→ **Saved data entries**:

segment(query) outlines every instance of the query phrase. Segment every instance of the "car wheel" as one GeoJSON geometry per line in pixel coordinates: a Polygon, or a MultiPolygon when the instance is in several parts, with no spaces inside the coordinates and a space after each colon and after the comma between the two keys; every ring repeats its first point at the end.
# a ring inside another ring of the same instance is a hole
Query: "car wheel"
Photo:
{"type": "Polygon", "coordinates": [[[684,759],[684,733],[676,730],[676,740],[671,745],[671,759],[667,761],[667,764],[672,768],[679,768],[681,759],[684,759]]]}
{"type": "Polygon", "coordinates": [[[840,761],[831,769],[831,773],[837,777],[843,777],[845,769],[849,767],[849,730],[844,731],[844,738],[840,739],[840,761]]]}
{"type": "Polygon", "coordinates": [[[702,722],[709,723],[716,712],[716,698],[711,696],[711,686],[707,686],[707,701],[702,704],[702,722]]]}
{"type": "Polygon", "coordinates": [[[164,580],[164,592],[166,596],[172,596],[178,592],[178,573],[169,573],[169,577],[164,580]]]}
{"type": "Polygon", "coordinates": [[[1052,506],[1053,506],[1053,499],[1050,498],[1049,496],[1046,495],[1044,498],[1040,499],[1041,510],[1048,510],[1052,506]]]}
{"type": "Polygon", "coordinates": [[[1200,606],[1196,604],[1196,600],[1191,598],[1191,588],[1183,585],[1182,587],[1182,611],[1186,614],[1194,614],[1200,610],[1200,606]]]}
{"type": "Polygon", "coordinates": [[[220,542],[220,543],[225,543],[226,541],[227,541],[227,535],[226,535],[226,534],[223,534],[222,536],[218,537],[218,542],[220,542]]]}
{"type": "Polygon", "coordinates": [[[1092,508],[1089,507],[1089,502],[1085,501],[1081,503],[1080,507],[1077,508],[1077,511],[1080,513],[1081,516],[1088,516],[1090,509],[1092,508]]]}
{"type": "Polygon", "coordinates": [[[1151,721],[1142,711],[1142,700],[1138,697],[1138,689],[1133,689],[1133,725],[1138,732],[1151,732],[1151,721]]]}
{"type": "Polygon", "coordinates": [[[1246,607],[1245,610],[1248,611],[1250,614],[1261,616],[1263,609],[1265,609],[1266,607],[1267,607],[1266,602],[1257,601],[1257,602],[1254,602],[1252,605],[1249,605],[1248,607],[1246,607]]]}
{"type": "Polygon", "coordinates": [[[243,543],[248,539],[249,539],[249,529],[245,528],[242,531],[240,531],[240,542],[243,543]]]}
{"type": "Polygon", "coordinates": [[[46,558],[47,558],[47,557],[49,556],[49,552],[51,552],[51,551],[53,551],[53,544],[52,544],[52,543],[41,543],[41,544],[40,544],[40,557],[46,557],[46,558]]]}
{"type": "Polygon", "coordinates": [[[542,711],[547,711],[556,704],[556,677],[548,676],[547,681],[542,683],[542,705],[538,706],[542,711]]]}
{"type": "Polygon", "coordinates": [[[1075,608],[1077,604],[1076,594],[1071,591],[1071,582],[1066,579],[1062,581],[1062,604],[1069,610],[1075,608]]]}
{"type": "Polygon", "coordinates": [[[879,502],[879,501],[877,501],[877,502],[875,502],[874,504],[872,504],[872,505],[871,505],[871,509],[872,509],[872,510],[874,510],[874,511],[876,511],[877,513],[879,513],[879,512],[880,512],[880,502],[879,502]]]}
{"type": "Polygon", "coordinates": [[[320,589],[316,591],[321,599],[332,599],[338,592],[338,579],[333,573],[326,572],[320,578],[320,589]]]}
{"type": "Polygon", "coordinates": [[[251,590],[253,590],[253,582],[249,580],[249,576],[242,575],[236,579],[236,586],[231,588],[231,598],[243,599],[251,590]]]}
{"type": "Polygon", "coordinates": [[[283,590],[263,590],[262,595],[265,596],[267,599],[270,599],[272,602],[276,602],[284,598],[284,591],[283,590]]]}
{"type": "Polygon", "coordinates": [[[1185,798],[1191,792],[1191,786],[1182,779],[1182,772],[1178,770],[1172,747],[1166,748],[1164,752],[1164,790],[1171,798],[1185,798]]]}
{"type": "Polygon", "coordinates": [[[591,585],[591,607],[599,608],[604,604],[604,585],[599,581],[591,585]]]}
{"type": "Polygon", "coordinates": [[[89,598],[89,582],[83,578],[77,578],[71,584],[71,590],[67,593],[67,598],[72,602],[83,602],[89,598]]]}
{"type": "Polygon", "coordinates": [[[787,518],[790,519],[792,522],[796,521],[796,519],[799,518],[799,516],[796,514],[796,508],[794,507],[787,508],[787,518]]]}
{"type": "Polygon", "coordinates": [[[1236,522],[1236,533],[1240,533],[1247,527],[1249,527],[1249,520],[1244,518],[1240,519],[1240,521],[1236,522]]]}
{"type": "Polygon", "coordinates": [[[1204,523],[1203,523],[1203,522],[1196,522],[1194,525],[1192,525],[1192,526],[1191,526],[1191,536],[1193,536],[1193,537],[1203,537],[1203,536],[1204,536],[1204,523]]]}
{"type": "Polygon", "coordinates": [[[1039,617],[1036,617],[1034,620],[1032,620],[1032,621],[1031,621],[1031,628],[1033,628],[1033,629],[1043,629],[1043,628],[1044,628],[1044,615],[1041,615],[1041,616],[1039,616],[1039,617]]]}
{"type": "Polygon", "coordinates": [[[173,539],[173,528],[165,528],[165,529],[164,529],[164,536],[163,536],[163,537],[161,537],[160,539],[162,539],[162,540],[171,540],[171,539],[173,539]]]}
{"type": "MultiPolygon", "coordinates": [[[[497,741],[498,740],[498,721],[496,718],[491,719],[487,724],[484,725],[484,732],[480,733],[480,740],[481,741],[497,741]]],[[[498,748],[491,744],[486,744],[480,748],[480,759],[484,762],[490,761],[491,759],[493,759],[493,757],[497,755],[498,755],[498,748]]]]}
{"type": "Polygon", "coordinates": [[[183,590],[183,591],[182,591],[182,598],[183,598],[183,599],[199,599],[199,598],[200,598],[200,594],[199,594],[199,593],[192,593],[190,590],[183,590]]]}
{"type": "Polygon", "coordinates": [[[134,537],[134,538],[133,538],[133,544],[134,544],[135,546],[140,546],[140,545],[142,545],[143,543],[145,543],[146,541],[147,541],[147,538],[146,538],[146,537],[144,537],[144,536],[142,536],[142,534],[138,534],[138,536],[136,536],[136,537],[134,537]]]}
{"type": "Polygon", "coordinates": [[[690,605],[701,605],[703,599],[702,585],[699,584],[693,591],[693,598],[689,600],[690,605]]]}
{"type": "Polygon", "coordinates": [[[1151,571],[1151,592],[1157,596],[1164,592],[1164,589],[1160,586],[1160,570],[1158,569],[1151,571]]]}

→ **TASK STATEMENT**: Repeat, exactly and in full, the records shown above.

→ **RESPONSE TO THE EXERCISE**:
segment(query) outlines every instance of the query phrase. Segment every instance of the "car wheel" as one GeoJSON geometry per line in pixel coordinates: a Polygon, or a MultiPolygon when the instance is in several parts, with no spaces inside the coordinates and a space after each colon and after the comma between the two keys; every ring repeats its first point at the end.
# a ring inside another ring of the same instance is a hole
Query: "car wheel"
Photo:
{"type": "Polygon", "coordinates": [[[684,759],[684,733],[676,730],[676,740],[671,745],[671,759],[667,761],[667,764],[672,768],[679,768],[681,759],[684,759]]]}
{"type": "Polygon", "coordinates": [[[840,761],[831,769],[831,773],[837,777],[843,777],[845,769],[849,767],[849,730],[844,731],[844,738],[840,739],[840,761]]]}
{"type": "Polygon", "coordinates": [[[702,722],[709,723],[716,712],[716,698],[711,696],[711,686],[707,686],[707,701],[702,704],[702,722]]]}
{"type": "Polygon", "coordinates": [[[164,580],[164,592],[166,596],[172,596],[178,592],[178,573],[169,573],[169,577],[164,580]]]}
{"type": "Polygon", "coordinates": [[[1052,506],[1053,506],[1053,499],[1050,498],[1049,496],[1046,495],[1044,498],[1040,499],[1041,510],[1048,510],[1052,506]]]}
{"type": "Polygon", "coordinates": [[[1200,606],[1196,604],[1196,600],[1191,598],[1191,588],[1183,585],[1182,587],[1182,611],[1186,614],[1194,614],[1200,610],[1200,606]]]}
{"type": "Polygon", "coordinates": [[[220,542],[220,543],[225,543],[226,541],[227,541],[227,535],[226,535],[226,534],[223,534],[222,536],[218,537],[218,542],[220,542]]]}
{"type": "Polygon", "coordinates": [[[1092,508],[1089,507],[1089,502],[1085,501],[1081,503],[1080,507],[1077,508],[1077,511],[1080,513],[1081,516],[1088,516],[1090,509],[1092,508]]]}
{"type": "Polygon", "coordinates": [[[1151,721],[1142,711],[1142,700],[1138,697],[1138,689],[1133,689],[1133,725],[1138,732],[1151,732],[1151,721]]]}
{"type": "Polygon", "coordinates": [[[1246,607],[1245,610],[1248,611],[1250,614],[1261,616],[1263,609],[1265,609],[1266,607],[1267,607],[1266,602],[1257,601],[1257,602],[1254,602],[1252,605],[1249,605],[1248,607],[1246,607]]]}
{"type": "Polygon", "coordinates": [[[243,543],[248,539],[249,539],[249,529],[245,528],[242,531],[240,531],[240,542],[243,543]]]}
{"type": "Polygon", "coordinates": [[[46,558],[47,558],[47,557],[49,556],[49,552],[51,552],[51,551],[53,551],[53,544],[52,544],[52,543],[41,543],[41,544],[40,544],[40,557],[46,557],[46,558]]]}
{"type": "Polygon", "coordinates": [[[542,711],[547,711],[556,704],[556,677],[548,676],[547,681],[542,683],[542,705],[538,706],[542,711]]]}
{"type": "Polygon", "coordinates": [[[1075,608],[1077,604],[1076,594],[1071,591],[1071,582],[1066,579],[1062,581],[1062,604],[1069,610],[1075,608]]]}
{"type": "Polygon", "coordinates": [[[879,502],[879,501],[877,501],[877,502],[875,502],[874,504],[872,504],[872,505],[871,505],[871,509],[872,509],[872,510],[874,510],[874,511],[876,511],[877,513],[879,513],[879,512],[880,512],[880,502],[879,502]]]}
{"type": "Polygon", "coordinates": [[[320,589],[316,591],[321,599],[332,599],[338,592],[338,579],[333,573],[326,572],[320,578],[320,589]]]}
{"type": "Polygon", "coordinates": [[[251,590],[253,590],[253,582],[249,580],[249,576],[242,575],[236,579],[236,586],[231,588],[231,598],[243,599],[251,590]]]}
{"type": "Polygon", "coordinates": [[[283,590],[263,590],[262,595],[265,596],[267,599],[270,599],[272,602],[276,602],[284,598],[284,591],[283,590]]]}
{"type": "Polygon", "coordinates": [[[1185,798],[1191,792],[1191,786],[1182,779],[1182,772],[1178,770],[1172,747],[1166,748],[1164,752],[1164,790],[1171,798],[1185,798]]]}
{"type": "Polygon", "coordinates": [[[591,585],[591,607],[599,608],[604,604],[604,585],[599,581],[591,585]]]}
{"type": "Polygon", "coordinates": [[[89,598],[89,582],[83,578],[77,578],[71,584],[71,590],[67,593],[67,598],[72,602],[83,602],[89,598]]]}
{"type": "Polygon", "coordinates": [[[787,518],[790,519],[792,522],[796,521],[796,519],[799,518],[799,516],[796,514],[796,508],[794,507],[787,508],[787,518]]]}
{"type": "Polygon", "coordinates": [[[1236,522],[1236,533],[1240,533],[1247,527],[1249,527],[1249,520],[1244,518],[1240,519],[1240,521],[1236,522]]]}
{"type": "Polygon", "coordinates": [[[1204,523],[1203,523],[1203,522],[1196,522],[1194,525],[1192,525],[1192,526],[1191,526],[1191,536],[1193,536],[1193,537],[1203,537],[1203,536],[1204,536],[1204,523]]]}
{"type": "Polygon", "coordinates": [[[1039,617],[1036,617],[1034,620],[1032,620],[1032,621],[1031,621],[1031,628],[1033,628],[1033,629],[1043,629],[1043,628],[1044,628],[1044,615],[1041,615],[1041,616],[1039,616],[1039,617]]]}
{"type": "Polygon", "coordinates": [[[173,539],[173,528],[165,528],[165,529],[164,529],[164,536],[163,536],[163,537],[161,537],[160,539],[162,539],[162,540],[171,540],[171,539],[173,539]]]}
{"type": "MultiPolygon", "coordinates": [[[[497,741],[498,740],[498,721],[496,718],[491,719],[487,724],[484,725],[484,732],[480,733],[480,740],[481,741],[497,741]]],[[[498,748],[491,744],[486,744],[480,748],[480,759],[484,762],[490,761],[491,759],[493,759],[493,757],[497,755],[498,755],[498,748]]]]}
{"type": "Polygon", "coordinates": [[[183,590],[183,591],[182,591],[182,598],[183,598],[183,599],[199,599],[199,598],[200,598],[200,594],[199,594],[199,593],[192,593],[190,590],[183,590]]]}
{"type": "Polygon", "coordinates": [[[134,537],[134,538],[133,538],[133,544],[134,544],[135,546],[140,546],[140,545],[142,545],[143,543],[145,543],[146,541],[147,541],[147,538],[146,538],[146,537],[144,537],[144,536],[142,536],[142,534],[138,534],[138,536],[136,536],[136,537],[134,537]]]}
{"type": "Polygon", "coordinates": [[[690,605],[701,605],[703,599],[702,585],[699,584],[693,591],[693,598],[689,600],[690,605]]]}
{"type": "Polygon", "coordinates": [[[1151,571],[1151,592],[1157,596],[1164,592],[1164,589],[1160,586],[1160,570],[1158,569],[1151,571]]]}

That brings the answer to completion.